— START OF Input for this task —
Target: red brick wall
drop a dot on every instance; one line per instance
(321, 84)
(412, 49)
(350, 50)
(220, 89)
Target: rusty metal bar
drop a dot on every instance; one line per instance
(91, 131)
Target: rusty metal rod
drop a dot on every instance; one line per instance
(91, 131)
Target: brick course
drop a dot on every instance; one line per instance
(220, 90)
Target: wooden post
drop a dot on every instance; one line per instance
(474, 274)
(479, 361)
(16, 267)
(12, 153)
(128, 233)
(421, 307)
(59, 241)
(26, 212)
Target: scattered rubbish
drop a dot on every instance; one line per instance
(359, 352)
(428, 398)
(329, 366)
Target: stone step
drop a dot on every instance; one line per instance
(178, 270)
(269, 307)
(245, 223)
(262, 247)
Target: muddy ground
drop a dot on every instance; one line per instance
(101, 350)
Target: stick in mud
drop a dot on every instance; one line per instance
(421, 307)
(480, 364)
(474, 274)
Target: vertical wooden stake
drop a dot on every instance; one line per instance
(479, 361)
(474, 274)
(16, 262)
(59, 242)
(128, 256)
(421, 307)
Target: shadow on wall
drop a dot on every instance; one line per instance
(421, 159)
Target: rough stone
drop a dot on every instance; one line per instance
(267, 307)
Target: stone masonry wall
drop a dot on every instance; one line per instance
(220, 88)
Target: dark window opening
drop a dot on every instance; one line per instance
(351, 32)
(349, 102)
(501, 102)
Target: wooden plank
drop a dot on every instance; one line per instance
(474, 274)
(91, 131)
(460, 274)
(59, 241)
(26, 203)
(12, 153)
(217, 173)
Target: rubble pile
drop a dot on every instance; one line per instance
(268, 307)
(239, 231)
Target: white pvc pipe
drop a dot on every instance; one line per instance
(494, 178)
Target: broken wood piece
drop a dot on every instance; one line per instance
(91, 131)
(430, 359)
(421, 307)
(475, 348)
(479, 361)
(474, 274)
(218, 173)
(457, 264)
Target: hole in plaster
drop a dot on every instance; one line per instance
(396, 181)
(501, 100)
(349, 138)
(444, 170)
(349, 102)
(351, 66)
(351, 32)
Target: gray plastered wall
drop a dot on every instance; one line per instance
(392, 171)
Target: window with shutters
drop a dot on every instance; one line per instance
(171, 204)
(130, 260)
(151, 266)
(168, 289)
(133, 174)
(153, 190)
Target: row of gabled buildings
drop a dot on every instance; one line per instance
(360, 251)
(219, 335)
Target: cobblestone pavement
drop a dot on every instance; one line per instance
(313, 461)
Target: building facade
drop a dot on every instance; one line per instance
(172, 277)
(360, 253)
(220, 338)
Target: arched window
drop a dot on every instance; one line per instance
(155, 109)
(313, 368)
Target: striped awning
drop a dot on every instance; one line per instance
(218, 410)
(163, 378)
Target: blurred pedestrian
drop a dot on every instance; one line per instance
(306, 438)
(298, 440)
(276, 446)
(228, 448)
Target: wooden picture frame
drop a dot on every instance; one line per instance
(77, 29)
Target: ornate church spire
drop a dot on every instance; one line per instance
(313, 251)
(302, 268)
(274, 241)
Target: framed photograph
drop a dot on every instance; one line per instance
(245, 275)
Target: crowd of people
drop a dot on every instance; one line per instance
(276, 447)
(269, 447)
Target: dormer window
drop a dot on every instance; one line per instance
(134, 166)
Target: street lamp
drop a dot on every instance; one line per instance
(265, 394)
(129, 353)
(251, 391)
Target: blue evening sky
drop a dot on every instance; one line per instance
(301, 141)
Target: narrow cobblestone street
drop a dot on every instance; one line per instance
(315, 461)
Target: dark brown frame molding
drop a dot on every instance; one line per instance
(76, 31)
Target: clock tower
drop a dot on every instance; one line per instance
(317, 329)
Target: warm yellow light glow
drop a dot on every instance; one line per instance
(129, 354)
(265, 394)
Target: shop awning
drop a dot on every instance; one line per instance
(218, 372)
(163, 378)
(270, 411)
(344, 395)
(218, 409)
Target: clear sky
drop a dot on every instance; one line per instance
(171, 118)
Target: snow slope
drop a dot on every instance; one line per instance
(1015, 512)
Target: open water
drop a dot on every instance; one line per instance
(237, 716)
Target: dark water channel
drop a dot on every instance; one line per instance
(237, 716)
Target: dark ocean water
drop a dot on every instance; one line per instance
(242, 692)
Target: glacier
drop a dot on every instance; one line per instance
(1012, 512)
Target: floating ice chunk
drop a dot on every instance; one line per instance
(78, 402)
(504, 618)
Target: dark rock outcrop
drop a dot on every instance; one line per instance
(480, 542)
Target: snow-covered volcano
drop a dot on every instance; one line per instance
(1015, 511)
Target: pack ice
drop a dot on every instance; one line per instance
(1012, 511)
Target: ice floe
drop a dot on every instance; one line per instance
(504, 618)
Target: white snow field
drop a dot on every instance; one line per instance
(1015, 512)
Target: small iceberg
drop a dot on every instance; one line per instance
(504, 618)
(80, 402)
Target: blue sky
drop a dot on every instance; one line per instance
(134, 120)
— END OF Input for this task —
• Description of the task: Update the items above by changing every "drop a dot" to "place a point". Leave all other text as it is.

• Result below:
Target: red brick wall
place a point on every instance; one line per instance
(321, 84)
(412, 49)
(350, 50)
(220, 89)
Target: rusty metal bar
place a point on every instance; one line per instance
(91, 131)
Target: rusty metal rod
place a point on every instance; one line per instance
(91, 131)
Target: brick course
place a point on every instance; one line per instance
(220, 90)
Target: wooden post
place a point on every instance; one line per instance
(474, 274)
(479, 361)
(16, 267)
(12, 153)
(128, 233)
(421, 307)
(59, 241)
(26, 212)
Target: scattered rubbish
place a point on every instance; one line per instance
(359, 352)
(428, 398)
(329, 366)
Target: stone step
place a point on every instance; one line per instance
(178, 270)
(269, 307)
(245, 223)
(262, 247)
Target: muddy ground
place a point on every instance; one line per instance
(101, 350)
Target: stick in mud
place a point on every instance; one line per instance
(421, 307)
(480, 364)
(474, 274)
Target: vertical wooden stake
place a point on every instance; one line per instance
(479, 361)
(474, 274)
(16, 262)
(59, 242)
(128, 256)
(421, 307)
Target: shadow on wall
place a point on every instance; one line per instance
(421, 159)
Target: rough stone
place a point on every instance; one line per instance
(267, 307)
Target: stone masonry wall
place a point on every instance; one line per instance
(220, 88)
Target: dark window opening
place a point on every instance; one line per instance
(351, 32)
(349, 102)
(501, 102)
Target: wooden plank
place a point on every instance; one line per instance
(474, 274)
(91, 131)
(460, 274)
(59, 241)
(26, 203)
(12, 153)
(217, 173)
Target: rubble pile
place a point on every instance; one line per instance
(268, 307)
(239, 231)
Target: white pvc pipe
place a point on every instance; one line per instance
(494, 178)
Target: broken wood piece
place a point on every instance; one line per instance
(91, 131)
(430, 359)
(421, 307)
(475, 348)
(479, 361)
(474, 274)
(218, 173)
(457, 264)
Target: hole in plaster
place a point on every instance; one line per instance
(396, 181)
(501, 100)
(349, 138)
(444, 170)
(349, 102)
(351, 66)
(351, 32)
Target: gray plastered wall
place a point on every instance; one line per instance
(392, 171)
Target: window with shutters
place a point on every instance; one line per instance
(171, 204)
(130, 260)
(151, 266)
(168, 289)
(133, 174)
(153, 190)
Target: row of gabled buildings
place a point on every instance; one line per instance
(360, 251)
(219, 335)
Target: cobblestone pavement
place a point on every instance; one line per instance
(313, 461)
Target: building facade
place a point on every instance; one line per instance
(172, 277)
(360, 253)
(220, 338)
Target: arched window
place a point on every instance; one line per instance
(155, 109)
(313, 368)
Target: striped awning
place a point on every instance; one line per instance
(218, 410)
(163, 378)
Target: blurred pedestrian
place a point on every instance; one line per instance
(306, 438)
(298, 440)
(276, 446)
(228, 448)
Target: wooden picture frame
place a point on every instance; one line per instance
(77, 29)
Target: ornate church spire
place a point on every instance; one line per instance
(313, 251)
(302, 268)
(274, 241)
Target: framed photograph
place a point on every instance; one line per instance
(245, 275)
Target: crowd of people
place a point on every instance; one line per instance
(276, 447)
(269, 447)
Target: dormer window
place a point on every instance; one line per instance
(134, 166)
Target: street lamp
place a point on every instance; one line per instance
(265, 394)
(129, 353)
(251, 391)
Target: blue evening sky
place a point on every instance; one line per instance
(301, 141)
Target: narrow cobblestone street
place a point on every instance; one line per instance
(315, 461)
Target: dark brown frame molding
place a point on every instance; one line per instance
(76, 31)
Target: clock tower
place a point on every instance; one line per instance
(317, 329)
Target: warm yellow light glow
place a point on every instance; one line per instance
(129, 354)
(265, 394)
Target: shop awning
place a point on every instance; one line per instance
(218, 372)
(163, 378)
(270, 411)
(344, 395)
(218, 409)
Target: clear sky
place a point on every instance; one line per instance
(171, 118)
Target: snow slope
place a point on every instance; one line per instance
(1015, 512)
Target: open water
place a point on every instance; one line per instance
(237, 716)
Target: dark water channel
place a point on every instance; one line per instance
(237, 716)
Target: dark ocean water
place a point on every instance; one line per instance
(242, 692)
Target: glacier
place a point on every instance; one line per instance
(1012, 512)
Target: floating ice chunk
place a point on every instance; one line per instance
(78, 402)
(504, 618)
Target: dark rock outcrop
place a point on every instance; one line per instance
(480, 542)
Target: snow-covered volcano
place a point on every instance; one line per instance
(1015, 511)
Target: pack ice
place a point on every instance; one line per instance
(1012, 511)
Target: ice floe
place a point on every instance; one line per instance
(504, 618)
Target: white snow field
place a point on every instance; one line per instance
(1015, 512)
Target: small iceberg
place a point on every instance; one line per instance
(504, 618)
(80, 402)
Target: blue sky
place a point on every instance; one line per instance
(134, 120)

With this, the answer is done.